▸ **What is needed**: Rewrite the lines starting at the one containing "Class, locate every instance of the woman's knee" and ending at the last line below, requests included. Scale every point coordinate in their answers by 1.15, rounding to whole numbers with halves rounded up.
*****
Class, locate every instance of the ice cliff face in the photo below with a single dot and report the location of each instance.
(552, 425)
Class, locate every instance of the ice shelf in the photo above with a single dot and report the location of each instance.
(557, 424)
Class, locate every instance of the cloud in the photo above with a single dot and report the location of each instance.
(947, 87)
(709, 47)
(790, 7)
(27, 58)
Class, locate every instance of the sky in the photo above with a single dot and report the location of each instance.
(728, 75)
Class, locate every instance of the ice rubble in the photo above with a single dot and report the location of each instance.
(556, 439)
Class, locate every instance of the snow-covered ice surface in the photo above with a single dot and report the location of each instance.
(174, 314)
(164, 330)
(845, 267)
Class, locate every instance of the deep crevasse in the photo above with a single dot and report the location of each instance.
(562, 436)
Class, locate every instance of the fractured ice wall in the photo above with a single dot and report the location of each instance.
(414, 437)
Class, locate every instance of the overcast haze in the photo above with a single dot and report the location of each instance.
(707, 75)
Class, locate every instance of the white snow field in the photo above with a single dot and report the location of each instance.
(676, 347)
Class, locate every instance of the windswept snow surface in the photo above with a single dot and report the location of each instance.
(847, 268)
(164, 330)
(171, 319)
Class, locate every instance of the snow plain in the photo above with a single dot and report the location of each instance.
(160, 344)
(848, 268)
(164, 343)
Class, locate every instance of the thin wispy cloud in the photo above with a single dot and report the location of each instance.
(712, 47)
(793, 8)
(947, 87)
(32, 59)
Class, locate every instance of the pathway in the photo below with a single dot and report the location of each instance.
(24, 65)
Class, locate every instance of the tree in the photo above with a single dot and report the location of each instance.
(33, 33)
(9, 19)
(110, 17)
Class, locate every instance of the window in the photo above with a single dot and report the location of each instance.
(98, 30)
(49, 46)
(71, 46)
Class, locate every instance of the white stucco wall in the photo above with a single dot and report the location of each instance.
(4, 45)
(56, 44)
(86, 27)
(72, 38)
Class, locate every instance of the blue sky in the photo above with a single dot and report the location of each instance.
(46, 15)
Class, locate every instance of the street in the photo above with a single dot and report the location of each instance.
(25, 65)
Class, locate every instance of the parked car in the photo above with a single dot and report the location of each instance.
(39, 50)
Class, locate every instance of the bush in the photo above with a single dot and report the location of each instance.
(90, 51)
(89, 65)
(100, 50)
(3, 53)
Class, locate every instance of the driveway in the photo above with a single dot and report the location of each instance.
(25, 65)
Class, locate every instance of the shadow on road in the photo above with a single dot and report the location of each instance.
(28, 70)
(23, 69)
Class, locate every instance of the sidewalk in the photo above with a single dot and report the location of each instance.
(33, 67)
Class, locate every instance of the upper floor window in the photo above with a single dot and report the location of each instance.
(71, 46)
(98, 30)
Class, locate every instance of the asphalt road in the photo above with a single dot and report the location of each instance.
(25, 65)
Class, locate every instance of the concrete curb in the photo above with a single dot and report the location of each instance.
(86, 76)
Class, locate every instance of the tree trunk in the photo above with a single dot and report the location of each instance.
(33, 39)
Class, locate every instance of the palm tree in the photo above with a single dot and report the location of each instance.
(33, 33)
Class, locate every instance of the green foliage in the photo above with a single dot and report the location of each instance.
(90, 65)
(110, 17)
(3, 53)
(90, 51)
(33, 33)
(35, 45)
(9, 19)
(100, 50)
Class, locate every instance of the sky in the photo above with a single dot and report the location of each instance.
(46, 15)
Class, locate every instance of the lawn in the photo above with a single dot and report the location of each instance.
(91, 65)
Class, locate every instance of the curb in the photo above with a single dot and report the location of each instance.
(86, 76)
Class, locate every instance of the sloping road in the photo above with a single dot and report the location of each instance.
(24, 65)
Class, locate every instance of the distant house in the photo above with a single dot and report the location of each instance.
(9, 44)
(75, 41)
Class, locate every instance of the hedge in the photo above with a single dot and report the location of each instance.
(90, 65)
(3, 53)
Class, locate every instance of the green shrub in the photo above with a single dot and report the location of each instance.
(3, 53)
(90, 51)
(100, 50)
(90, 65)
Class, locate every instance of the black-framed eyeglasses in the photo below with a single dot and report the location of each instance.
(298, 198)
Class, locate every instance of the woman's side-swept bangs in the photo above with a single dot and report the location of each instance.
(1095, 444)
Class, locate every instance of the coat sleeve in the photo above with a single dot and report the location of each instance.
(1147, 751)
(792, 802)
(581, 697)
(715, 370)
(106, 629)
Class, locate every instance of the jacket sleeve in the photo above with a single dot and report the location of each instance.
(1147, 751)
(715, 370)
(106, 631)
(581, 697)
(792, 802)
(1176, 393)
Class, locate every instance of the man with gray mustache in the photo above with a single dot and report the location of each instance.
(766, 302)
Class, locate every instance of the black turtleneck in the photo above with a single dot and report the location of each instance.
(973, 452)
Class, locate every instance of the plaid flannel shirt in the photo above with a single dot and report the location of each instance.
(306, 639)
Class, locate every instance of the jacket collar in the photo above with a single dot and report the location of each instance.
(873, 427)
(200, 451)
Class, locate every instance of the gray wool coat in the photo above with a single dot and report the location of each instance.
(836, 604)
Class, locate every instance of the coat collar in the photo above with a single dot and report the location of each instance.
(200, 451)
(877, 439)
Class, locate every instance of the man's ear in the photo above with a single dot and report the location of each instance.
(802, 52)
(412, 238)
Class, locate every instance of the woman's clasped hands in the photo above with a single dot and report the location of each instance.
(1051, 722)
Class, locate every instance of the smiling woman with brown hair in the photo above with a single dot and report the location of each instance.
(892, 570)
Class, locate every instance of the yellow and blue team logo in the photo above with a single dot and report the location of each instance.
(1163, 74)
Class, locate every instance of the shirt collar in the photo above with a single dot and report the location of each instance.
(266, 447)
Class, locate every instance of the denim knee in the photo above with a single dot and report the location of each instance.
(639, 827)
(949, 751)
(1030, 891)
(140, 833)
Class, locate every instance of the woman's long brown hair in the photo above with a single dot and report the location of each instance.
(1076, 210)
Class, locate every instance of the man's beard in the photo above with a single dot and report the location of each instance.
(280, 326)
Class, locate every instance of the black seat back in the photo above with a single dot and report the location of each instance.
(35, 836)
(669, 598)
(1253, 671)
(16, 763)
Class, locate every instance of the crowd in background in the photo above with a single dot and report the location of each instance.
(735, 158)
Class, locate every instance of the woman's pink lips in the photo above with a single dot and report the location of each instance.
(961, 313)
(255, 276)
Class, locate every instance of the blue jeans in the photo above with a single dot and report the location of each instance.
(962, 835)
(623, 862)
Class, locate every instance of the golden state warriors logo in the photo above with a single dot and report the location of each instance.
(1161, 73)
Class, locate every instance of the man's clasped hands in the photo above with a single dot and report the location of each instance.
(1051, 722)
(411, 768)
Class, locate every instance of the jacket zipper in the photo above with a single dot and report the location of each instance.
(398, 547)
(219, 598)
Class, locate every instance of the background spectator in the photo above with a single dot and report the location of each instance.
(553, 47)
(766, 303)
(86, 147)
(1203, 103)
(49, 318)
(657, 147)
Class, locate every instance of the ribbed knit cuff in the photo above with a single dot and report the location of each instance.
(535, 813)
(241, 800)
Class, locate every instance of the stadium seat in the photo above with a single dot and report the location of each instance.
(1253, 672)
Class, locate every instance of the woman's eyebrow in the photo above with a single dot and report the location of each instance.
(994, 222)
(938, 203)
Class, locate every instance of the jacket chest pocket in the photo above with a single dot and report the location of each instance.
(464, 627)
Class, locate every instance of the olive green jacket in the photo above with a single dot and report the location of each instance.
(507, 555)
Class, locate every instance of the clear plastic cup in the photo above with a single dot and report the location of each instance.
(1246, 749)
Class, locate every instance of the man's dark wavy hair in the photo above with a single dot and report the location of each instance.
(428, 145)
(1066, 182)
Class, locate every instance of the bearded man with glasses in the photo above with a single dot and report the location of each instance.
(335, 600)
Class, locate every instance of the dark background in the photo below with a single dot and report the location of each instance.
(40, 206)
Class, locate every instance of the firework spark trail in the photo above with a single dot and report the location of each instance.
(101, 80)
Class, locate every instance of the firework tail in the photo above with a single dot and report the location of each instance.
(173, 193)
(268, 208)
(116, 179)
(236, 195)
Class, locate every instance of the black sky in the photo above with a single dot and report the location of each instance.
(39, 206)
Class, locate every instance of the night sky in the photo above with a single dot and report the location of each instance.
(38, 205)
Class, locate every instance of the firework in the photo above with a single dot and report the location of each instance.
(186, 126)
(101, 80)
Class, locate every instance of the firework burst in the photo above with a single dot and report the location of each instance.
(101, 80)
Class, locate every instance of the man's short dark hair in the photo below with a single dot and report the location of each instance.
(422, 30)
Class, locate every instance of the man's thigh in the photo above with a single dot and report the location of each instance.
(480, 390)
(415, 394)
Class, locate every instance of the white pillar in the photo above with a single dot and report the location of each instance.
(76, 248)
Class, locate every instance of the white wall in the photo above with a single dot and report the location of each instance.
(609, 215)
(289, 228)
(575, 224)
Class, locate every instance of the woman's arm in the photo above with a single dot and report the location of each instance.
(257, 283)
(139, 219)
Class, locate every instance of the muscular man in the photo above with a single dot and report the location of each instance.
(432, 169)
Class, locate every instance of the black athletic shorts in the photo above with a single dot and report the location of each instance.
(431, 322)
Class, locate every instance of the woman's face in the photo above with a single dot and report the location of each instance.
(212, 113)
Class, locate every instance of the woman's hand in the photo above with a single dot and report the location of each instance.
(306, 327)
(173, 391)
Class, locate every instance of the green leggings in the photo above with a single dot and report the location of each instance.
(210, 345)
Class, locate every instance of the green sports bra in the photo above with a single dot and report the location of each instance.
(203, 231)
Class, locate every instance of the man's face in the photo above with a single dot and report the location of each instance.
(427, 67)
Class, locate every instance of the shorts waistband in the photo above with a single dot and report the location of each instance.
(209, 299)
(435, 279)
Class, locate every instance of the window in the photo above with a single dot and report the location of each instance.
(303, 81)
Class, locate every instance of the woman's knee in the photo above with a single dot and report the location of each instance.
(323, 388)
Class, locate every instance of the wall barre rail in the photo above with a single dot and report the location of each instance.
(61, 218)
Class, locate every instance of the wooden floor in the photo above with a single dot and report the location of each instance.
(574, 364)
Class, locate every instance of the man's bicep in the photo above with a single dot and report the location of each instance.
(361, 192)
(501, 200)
*****
▸ **Solution for this exercise**:
Class, locate every instance of the woman's knee in the photo above with a single dot and report the location of each instance.
(371, 446)
Class, locate every instance of the wall barre rail in the photo above with a single dot and report the location of each instance.
(70, 251)
Class, locate every instance of the wooden floor in the photo above with a single dot and report the location of each instance.
(660, 419)
Class, locate every instance of the man's bicep in the photo above with a single dot and report the location of each instance.
(415, 221)
(576, 230)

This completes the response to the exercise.